[Document extract]:

[Begin]

An improvidently recorded deed cannot give constructive notice of the conveyance.  See Graves v. Graves, 6 Gray391, 392-393 (1856) (where assignment was recorded notwithstanding fact that it had not been acknowledged, court held that the assignment was improvidently recorded, the recorded document did “not operate as constructive notice of the execution of the assignment . . . as against [a] . . . creditor . . .; and therefore the title of the . . . creditor, though subsequent in time, takes precedence”).

As in McOuatt, the facially correct certificate of acknowledgment does not remedy the absence of a proper acknowledgment.  See McOuatt, supra at 413, 415.  Indeed, as the judge here observed, to determine otherwise would reward a grantee who records a deed that falsely purports to be acknowledged.  And, pursuant to Graves, an improvidently recorded deed cannot provide constructive notice to subsequent grantees.  We therefore conclude that the latent defect in the certificate of acknowledgment of the July deed prevented it from giving constructive notice to Deborah of the prior conveyance.

Harold argues that, even if the July deed was not properly acknowledged, that defect does not affect his claim to the property.  He argues, first, that he was not required to record the July deed in order for it to provide superior title, and, second, that the recording statute’s safe harbor provision protects his right to the property given the time that elapsed between the recording of the July deed and the action on appeal here.  We disagree with both contentions.

b.  Requirement to record deed.  As we have noted, the recording statute provides:

“A conveyance . . . shall not be valid as against any person, except the grantor or lessor, his heirs and devisees and persons having actual notice of it, unless it . . . is recorded in the registry of deeds for the county or district in which the land to which it relates lies.”

[End]

[Set of tasks]:
1 > Check statements (a), (b), and (c) against the court excerpt on deed recording. Answer yes or no for each, and quote the words from the excerpt that settle it. (a) An improvidently recorded deed can give constructive notice of the conveyance. (b) Harold claims he did not have to record the July deed for it to provide superior title. (c) The court accepts Harold's two contentions.
2 > In the court excerpt on deed recording, take everything from "Harold argues that, even" down to "with both contentions." and write it out again, switching "July deed" to "earlier deed".
3 > Sum up the court excerpt on deed recording in two sentences.

Source data
[Begin]

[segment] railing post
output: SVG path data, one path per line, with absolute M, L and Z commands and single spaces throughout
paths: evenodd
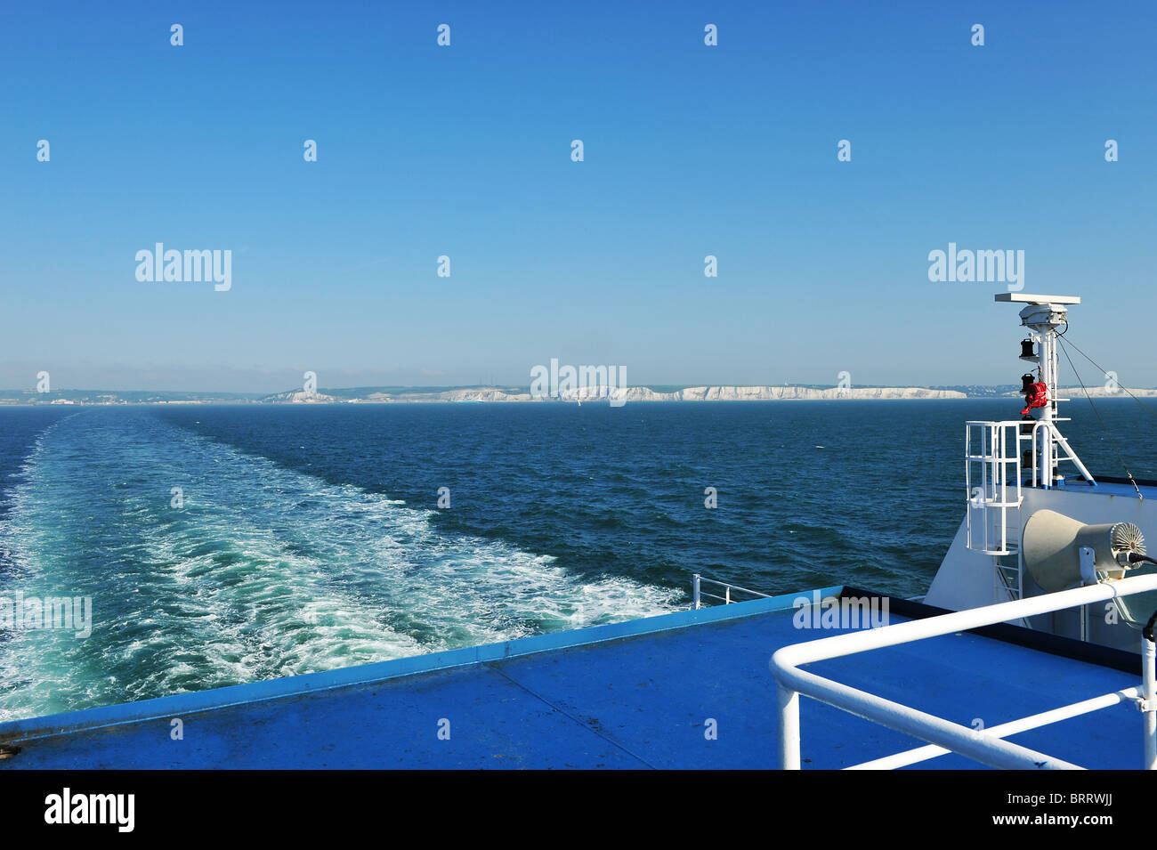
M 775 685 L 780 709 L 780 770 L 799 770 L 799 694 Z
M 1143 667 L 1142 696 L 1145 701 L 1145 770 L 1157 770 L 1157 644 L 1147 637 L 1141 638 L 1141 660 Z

[End]

[Answers to the exercise]:
1 >
(a) No: "An improvidently recorded deed cannot give constructive notice of the conveyance."
(b) Yes: "he was not required to record the July deed in order for it to provide superior title"
(c) No: "We disagree with both contentions."

2 >
Harold argues that, even if the earlier deed was not properly acknowledged, that defect does not affect his claim to the property.  He argues, first, that he was not required to record the earlier deed in order for it to provide superior title, and, second, that the recording statute’s safe harbor provision protects his right to the property given the time that elapsed between the recording of the earlier deed and the action on appeal here.  We disagree with both contentions.

3 > An improvidently recorded deed cannot give constructive notice, and a facially correct certificate of acknowledgment does not make up for a missing proper acknowledgment, so the hidden defect in the July deed's acknowledgment kept it from giving Deborah constructive notice of the prior conveyance. Harold argues that he did not need to record the July deed to hold superior title and that the recording statute's safe harbor provision protects his right to the property, but the court disagrees with both contentions.